■ Task directions
Exact copy, no pictures: restate each entry below word for word.

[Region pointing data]
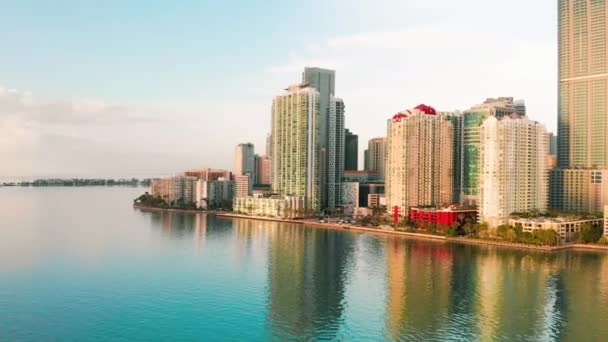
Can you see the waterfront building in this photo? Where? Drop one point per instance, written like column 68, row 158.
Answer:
column 208, row 174
column 582, row 146
column 357, row 194
column 330, row 133
column 349, row 197
column 578, row 190
column 553, row 145
column 606, row 220
column 513, row 170
column 214, row 194
column 447, row 216
column 419, row 163
column 351, row 151
column 174, row 189
column 567, row 229
column 456, row 118
column 295, row 146
column 272, row 206
column 243, row 186
column 376, row 200
column 376, row 156
column 244, row 159
column 262, row 170
column 471, row 123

■ Exercise solution
Can you see the waterfront building in this photo? Where? Drop one point per instance, written like column 68, row 158.
Answer:
column 208, row 174
column 582, row 146
column 357, row 194
column 330, row 133
column 349, row 197
column 578, row 190
column 553, row 145
column 606, row 220
column 513, row 170
column 214, row 194
column 447, row 216
column 419, row 163
column 351, row 151
column 174, row 189
column 567, row 229
column 456, row 118
column 295, row 146
column 272, row 206
column 243, row 186
column 376, row 200
column 376, row 156
column 244, row 159
column 262, row 170
column 471, row 123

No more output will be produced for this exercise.